◆ **Problem requirements**:
Output the data below exactly, without images.

(Saved entries)
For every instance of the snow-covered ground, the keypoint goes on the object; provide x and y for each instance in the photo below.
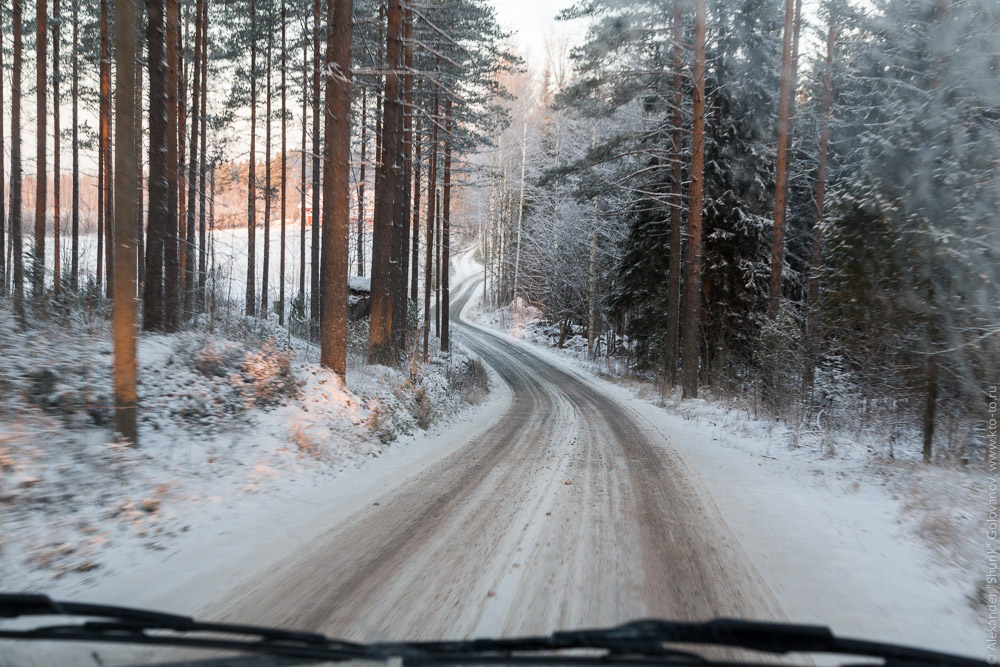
(889, 550)
(231, 423)
(230, 256)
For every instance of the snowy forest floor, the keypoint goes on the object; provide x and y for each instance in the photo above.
(231, 422)
(880, 547)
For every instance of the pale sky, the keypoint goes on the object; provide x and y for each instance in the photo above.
(532, 21)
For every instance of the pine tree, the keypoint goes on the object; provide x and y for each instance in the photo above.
(15, 163)
(158, 216)
(123, 322)
(336, 186)
(41, 113)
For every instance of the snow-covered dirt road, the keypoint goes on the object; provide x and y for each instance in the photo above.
(568, 511)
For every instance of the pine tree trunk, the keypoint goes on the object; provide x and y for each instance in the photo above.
(415, 255)
(431, 201)
(361, 183)
(171, 269)
(41, 113)
(251, 173)
(139, 243)
(692, 273)
(74, 270)
(930, 400)
(265, 269)
(284, 172)
(385, 272)
(676, 199)
(520, 212)
(314, 300)
(108, 170)
(182, 207)
(123, 325)
(157, 224)
(190, 256)
(4, 265)
(302, 206)
(403, 210)
(446, 233)
(336, 186)
(202, 195)
(812, 293)
(781, 169)
(100, 204)
(15, 163)
(56, 162)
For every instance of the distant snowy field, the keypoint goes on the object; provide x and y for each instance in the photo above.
(230, 255)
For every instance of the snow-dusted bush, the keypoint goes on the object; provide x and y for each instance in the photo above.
(267, 377)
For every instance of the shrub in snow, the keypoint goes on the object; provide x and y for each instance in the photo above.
(266, 378)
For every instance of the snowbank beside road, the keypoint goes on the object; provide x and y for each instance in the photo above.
(886, 550)
(228, 426)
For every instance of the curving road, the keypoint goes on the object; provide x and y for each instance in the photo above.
(569, 511)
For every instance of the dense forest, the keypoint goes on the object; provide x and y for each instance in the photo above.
(795, 207)
(352, 113)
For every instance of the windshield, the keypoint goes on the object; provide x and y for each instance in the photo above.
(398, 321)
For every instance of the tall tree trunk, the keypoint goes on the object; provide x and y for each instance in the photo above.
(379, 91)
(692, 273)
(56, 162)
(190, 256)
(930, 399)
(251, 173)
(302, 205)
(284, 172)
(41, 185)
(437, 266)
(202, 196)
(172, 277)
(403, 204)
(4, 247)
(314, 301)
(812, 293)
(336, 186)
(592, 273)
(676, 199)
(108, 170)
(123, 313)
(74, 270)
(15, 163)
(361, 183)
(446, 233)
(431, 201)
(385, 273)
(182, 230)
(415, 255)
(139, 245)
(100, 205)
(520, 210)
(265, 269)
(157, 224)
(781, 169)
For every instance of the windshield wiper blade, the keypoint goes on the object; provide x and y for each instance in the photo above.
(639, 642)
(133, 626)
(651, 639)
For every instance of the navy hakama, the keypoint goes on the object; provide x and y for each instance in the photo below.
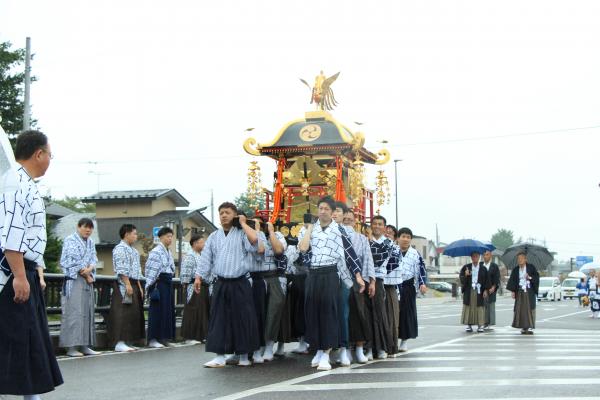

◆ **Output for this task**:
For every instance of the snow-covered ground, the keypoint goes on the object; provide x and y for each instance in the photo below.
(889, 550)
(231, 423)
(230, 256)
For every instance of the snowy forest floor, the keypoint goes on the object; provide x and y for each instance in the photo above.
(231, 422)
(880, 547)
For every instance of the pale sky, the keypoint goes on the object; provide x and y for each instance in the photo above.
(532, 21)
For every instance of the pine tree, the keypoint goes on the object; provide x and y for each instance in the photo above.
(15, 163)
(158, 216)
(123, 322)
(336, 186)
(41, 113)
For every instance of the snow-covered dirt road, the keypoint goes on the object; provide x and y for each instance in the photo above.
(568, 511)
For every instance of the pine tree trunk, the keypoint goes on the object; provide x and y for each instance in the photo above.
(415, 255)
(431, 201)
(361, 183)
(171, 269)
(41, 113)
(251, 173)
(139, 243)
(692, 273)
(74, 270)
(930, 400)
(265, 269)
(284, 172)
(385, 272)
(676, 199)
(520, 212)
(314, 300)
(108, 170)
(182, 207)
(123, 325)
(157, 224)
(190, 256)
(4, 265)
(302, 206)
(403, 210)
(446, 233)
(336, 186)
(202, 195)
(812, 293)
(781, 169)
(100, 204)
(15, 163)
(56, 162)
For every instance of the distant snowy field, the keypoint goes on the object; provide x and y for each instance in the photo above.
(230, 255)
For every instance of the snow-dusted bush, the keypoint goes on the object; provide x and y for each instance in the photo above.
(267, 377)
For every instance of the shrub in snow, the keypoint goes on the object; provide x and y for each instance in the photo above.
(266, 378)
For every instance of the snowbank beside road, the keypoint goes on the object; provide x and y for each instance in the photo above.
(886, 550)
(228, 426)
For every instance of the curving road, the keypoint goes on the object; provide x and y for each instance in the photo above.
(569, 511)
For every instance of the dense forest, the keypoint goes on the object; provide x and y for each instance in the photo above.
(795, 207)
(352, 113)
For every instance of the windshield, the keypoint goes on the object; provide x and y for each instance in the photo above.
(398, 321)
For every instance of the tall tree trunk, the keypoint goes on the object; provide x and y for each instance in the photo above.
(379, 91)
(692, 273)
(56, 162)
(190, 256)
(930, 399)
(251, 173)
(302, 205)
(284, 172)
(41, 185)
(437, 266)
(202, 196)
(172, 277)
(403, 204)
(4, 247)
(314, 301)
(812, 293)
(336, 186)
(592, 273)
(676, 199)
(108, 170)
(123, 313)
(74, 270)
(15, 163)
(361, 183)
(446, 233)
(431, 201)
(385, 273)
(182, 230)
(415, 255)
(139, 245)
(100, 205)
(520, 210)
(265, 269)
(157, 224)
(781, 169)
For every instance of the windshield wiper blade, the keypoint goes on the object; provide x and y for each instance in the photo above.
(639, 642)
(133, 626)
(651, 639)
For every instance of the navy hakama, the keypoint goes on the object; provide x and y for each instance in the photo below.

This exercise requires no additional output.